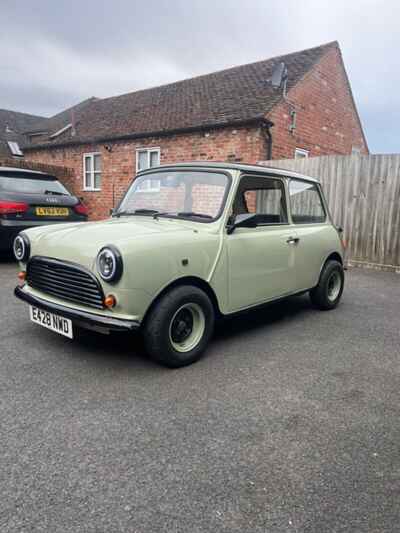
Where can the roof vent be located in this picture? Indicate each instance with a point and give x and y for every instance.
(279, 76)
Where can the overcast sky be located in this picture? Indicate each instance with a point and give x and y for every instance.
(54, 53)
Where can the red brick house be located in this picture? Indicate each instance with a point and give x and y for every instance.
(234, 115)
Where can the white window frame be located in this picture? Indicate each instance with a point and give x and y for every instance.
(301, 153)
(92, 172)
(149, 151)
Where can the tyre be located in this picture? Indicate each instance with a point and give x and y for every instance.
(179, 326)
(326, 295)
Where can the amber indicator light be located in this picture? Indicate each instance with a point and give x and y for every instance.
(110, 301)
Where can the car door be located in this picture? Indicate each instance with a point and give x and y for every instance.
(261, 259)
(313, 228)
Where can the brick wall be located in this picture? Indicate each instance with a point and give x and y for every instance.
(118, 165)
(326, 118)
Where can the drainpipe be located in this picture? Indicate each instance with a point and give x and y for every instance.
(265, 127)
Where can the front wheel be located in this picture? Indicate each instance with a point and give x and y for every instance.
(326, 295)
(179, 326)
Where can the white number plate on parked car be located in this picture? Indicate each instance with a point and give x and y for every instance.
(51, 321)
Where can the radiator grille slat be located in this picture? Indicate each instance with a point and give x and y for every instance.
(64, 280)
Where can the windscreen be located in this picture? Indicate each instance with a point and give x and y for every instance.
(177, 193)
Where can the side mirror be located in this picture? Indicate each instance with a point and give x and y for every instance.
(242, 221)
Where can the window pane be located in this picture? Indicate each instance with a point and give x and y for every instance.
(142, 160)
(97, 162)
(97, 180)
(305, 203)
(88, 163)
(267, 201)
(154, 158)
(88, 183)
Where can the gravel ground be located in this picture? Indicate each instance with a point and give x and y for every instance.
(290, 423)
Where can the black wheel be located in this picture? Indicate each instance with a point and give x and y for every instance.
(179, 327)
(326, 295)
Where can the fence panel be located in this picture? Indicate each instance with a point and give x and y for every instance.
(363, 194)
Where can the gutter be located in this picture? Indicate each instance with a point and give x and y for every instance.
(161, 133)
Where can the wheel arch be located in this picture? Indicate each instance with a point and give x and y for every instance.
(187, 280)
(334, 256)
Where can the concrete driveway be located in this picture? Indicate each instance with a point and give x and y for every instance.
(290, 423)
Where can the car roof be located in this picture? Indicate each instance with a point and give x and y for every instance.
(24, 171)
(260, 169)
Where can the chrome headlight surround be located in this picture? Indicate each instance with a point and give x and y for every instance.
(21, 248)
(109, 264)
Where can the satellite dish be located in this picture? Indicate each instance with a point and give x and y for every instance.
(279, 75)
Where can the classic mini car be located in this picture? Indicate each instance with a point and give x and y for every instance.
(30, 198)
(188, 243)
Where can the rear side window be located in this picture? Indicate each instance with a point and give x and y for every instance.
(264, 197)
(30, 185)
(306, 203)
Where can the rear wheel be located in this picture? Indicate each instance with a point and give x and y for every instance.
(179, 327)
(326, 295)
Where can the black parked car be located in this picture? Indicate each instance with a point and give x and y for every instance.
(29, 198)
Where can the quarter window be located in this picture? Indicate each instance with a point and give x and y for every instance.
(306, 203)
(148, 158)
(92, 172)
(264, 197)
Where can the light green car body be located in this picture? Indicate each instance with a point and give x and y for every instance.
(246, 268)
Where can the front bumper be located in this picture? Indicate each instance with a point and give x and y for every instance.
(102, 324)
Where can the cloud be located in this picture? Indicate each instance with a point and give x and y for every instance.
(54, 54)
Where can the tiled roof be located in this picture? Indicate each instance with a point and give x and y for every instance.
(230, 96)
(12, 124)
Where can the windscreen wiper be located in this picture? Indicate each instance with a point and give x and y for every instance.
(193, 214)
(136, 212)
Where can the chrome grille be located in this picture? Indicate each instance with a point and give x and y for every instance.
(65, 280)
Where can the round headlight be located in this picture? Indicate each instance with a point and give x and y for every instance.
(21, 248)
(109, 264)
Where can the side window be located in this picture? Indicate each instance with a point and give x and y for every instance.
(305, 203)
(148, 158)
(264, 197)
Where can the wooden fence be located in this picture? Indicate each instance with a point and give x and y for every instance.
(363, 193)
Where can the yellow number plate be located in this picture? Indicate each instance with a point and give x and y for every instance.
(52, 211)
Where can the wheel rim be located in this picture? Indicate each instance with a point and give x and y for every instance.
(187, 327)
(334, 286)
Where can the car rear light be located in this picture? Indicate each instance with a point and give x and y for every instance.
(8, 208)
(81, 209)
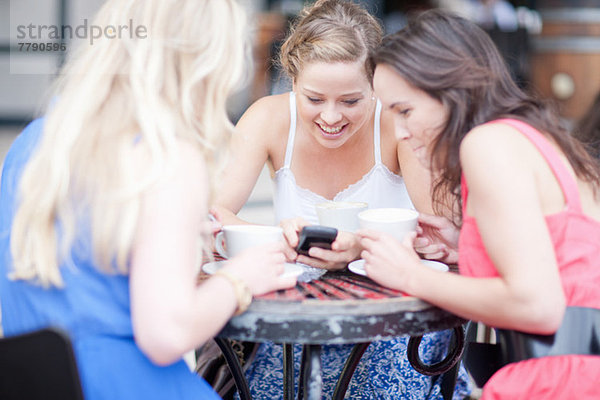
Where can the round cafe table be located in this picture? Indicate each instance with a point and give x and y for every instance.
(339, 307)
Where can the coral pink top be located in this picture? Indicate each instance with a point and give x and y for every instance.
(576, 240)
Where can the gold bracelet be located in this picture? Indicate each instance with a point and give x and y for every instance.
(242, 291)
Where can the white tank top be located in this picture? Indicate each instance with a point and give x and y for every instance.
(379, 188)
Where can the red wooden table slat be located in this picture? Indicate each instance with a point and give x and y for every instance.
(313, 291)
(370, 285)
(359, 291)
(287, 294)
(328, 287)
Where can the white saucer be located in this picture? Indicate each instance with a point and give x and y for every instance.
(290, 269)
(358, 266)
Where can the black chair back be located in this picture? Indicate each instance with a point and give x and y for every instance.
(39, 365)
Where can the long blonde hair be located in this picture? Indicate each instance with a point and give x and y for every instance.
(331, 31)
(117, 94)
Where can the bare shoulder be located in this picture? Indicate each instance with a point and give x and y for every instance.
(494, 142)
(393, 151)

_Given exercise:_
Without the pictures, write out every entry precisely as it appears.

_Solution for this problem:_
Where can the roof vent be located in this picture? Indicate each instance with a point and give x and y for every instance.
(279, 76)
Where can the overcast sky be located in this picture? Indicate each instance with a point and give x and y for every instance.
(54, 53)
Where can the red brick house be located in this picture? Indicate each instance with a point and give x and y for every instance.
(234, 115)
Where can the white window frame be located in this picture? Indicate each instance with a point and give x and y for every instance.
(301, 153)
(92, 172)
(149, 151)
Where can the tyre be located in this picture? Indicate each instance with a point and give x and y for every instance.
(179, 326)
(326, 295)
Where can the amber indicator light be located in this picture? Indicate each instance with a point and give x and y for every instance.
(110, 301)
Where can the car door be located in this picture? Indicate each instance with a point and give x and y for every instance.
(261, 259)
(313, 228)
Where can the brick wall be located in this picture? Indicate each instance with a point and give x and y for every instance.
(118, 165)
(326, 118)
Where can the drainpipe be located in this picture? Indicate each instance with a point and give x and y for every instance.
(265, 127)
Where can the front wheel be located in this picture? Indicate each instance with a point and give x and y for every instance.
(326, 295)
(179, 326)
Where can the white number plate on parked car be located in this picture? Indicate each instance with a point and give x and y for every instance.
(51, 321)
Where can the radiator grille slat be located in this picture? Indicate each instance with a point and give x and y for every instance.
(64, 280)
Where can the windscreen be located in this picture? Indicate each instance with a point and give x and y for every instance.
(177, 193)
Where can the side mirror be located in this picture? Indicate each instance with a point and give x and y for every instance.
(242, 221)
Where can the window pane be located in this picture? Indicate each instance with a point and give x and y for every instance.
(142, 160)
(97, 162)
(97, 180)
(305, 203)
(88, 163)
(267, 201)
(154, 158)
(88, 183)
Where can the gravel ground be located in this picture? Indicate each instance with a point and give x and y for every instance.
(290, 423)
Where can the black wheel be located in this picture? Indicate each instance with a point and give x and y for every instance.
(179, 327)
(326, 295)
Where can the fence panel be located in this picture? Indicate each instance with a point and give x and y for every instance.
(363, 194)
Where can the gutter be located in this picture? Indicate each instance with a point and give x and y for every instance.
(161, 133)
Where can the wheel arch be located in this picture? Indicate each instance with a point and give x and y for every instance.
(187, 280)
(334, 256)
Where can the concrete driveway be located in this picture? Indicate each instance with a point and give x and y for every instance.
(290, 423)
Where can the car roof be located in this picture? Indicate each instance with a point and give x and y for every instance.
(24, 171)
(260, 169)
Where can the chrome headlight surround be located in this picture? Indicate each instance with a point and give x and y for every instance.
(21, 248)
(109, 264)
Where can the satellite dish be located in this picture? Indicate each instance with a point and give x and y for every instance.
(279, 75)
Where can the classic mini car be located in this picture? Indicate each instance with a point and give x and y for every instance.
(30, 198)
(188, 243)
Where can the rear side window be located in this picture? Indicate each instance with a point and give x and y for every instance.
(264, 197)
(30, 185)
(306, 203)
Where can the rear wheel be located in this picture? Indicate each instance with a point and give x and y for every instance.
(179, 327)
(326, 295)
Where can the black parked car be located in this picture? Indicate each instance with a point and give x and y for every instance.
(29, 198)
Where can the quarter window be located in this picture? Indicate each instance with a point and give x and y for every instance.
(306, 203)
(148, 158)
(92, 172)
(264, 197)
Where can the light green car body be located in this picture? Indicate each instance with a point and give x and y for every instance.
(246, 268)
Where can the front bumper be located in this picture? Indicate each instance with a point and give x and y for every instance.
(102, 324)
Where can the cloud be located in this picture? Indicate each instance with a point and give x and y for every instance.
(54, 54)
Where can the tiled roof be located in this picture? Indicate each instance with a point and give x and y for every instance.
(230, 96)
(12, 124)
Where can the windscreen wiper be located in this picture? Indicate each instance with a point and give x and y for every instance.
(193, 214)
(136, 212)
Where can the chrome grille be located in this picture? Indicate each instance with a point and give x and y for every instance.
(65, 280)
Where can the round headlight be located in this picture? Indicate each instance with a point and give x and y for every instance.
(21, 248)
(109, 264)
Where can the side window be located in this picture? Indicate each instance with a point and give x and y for every instance.
(305, 203)
(148, 158)
(264, 197)
Where can the wooden fence be located in this picture? Indicate each instance with a point and give x and y for every instance.
(363, 193)
Where can the yellow number plate be located in this picture? Indicate each instance with a point and give x and y for every instance.
(52, 211)
Where can the wheel rim be located in this picture? Indicate each instance with a point and give x and y for every instance.
(187, 327)
(334, 286)
Where can the car rear light be located in this picture? Indicate each instance with a point and give x and y for every instance.
(8, 208)
(81, 209)
Where can the round cafe table be located in this picture? Indicate each instance with a point and give x and y for every instance.
(339, 307)
Where can the coral pink top be located in this picture? Indicate each instance with a point and give x and y for every instance.
(576, 240)
Where can the gold bracelet be located in this picture? Indicate each instance with a point and give x and y for every instance.
(242, 291)
Where can the white tank top be located in this picture? Indicate each instance with a point and give x and y for every instance.
(379, 188)
Where can the red wooden table slat be located in this picture? Indicate each instance with a point and give x and y for every instance.
(313, 291)
(370, 285)
(359, 291)
(287, 294)
(328, 287)
Where can the white saucer be located in this picture? Indicate each instance with a point and give x and y for every instance.
(290, 269)
(358, 266)
Where can the black chair back be located in this picture? Indicate each instance with a point and give x and y for every instance.
(39, 365)
Where can the long blonde hair be located in this picture? Indicate each instance with a point and give x and y for every instance.
(331, 31)
(117, 94)
Where can the bare shoulder be located in this picture? Indicate each instance with a point and give x and y for every instance.
(494, 142)
(393, 151)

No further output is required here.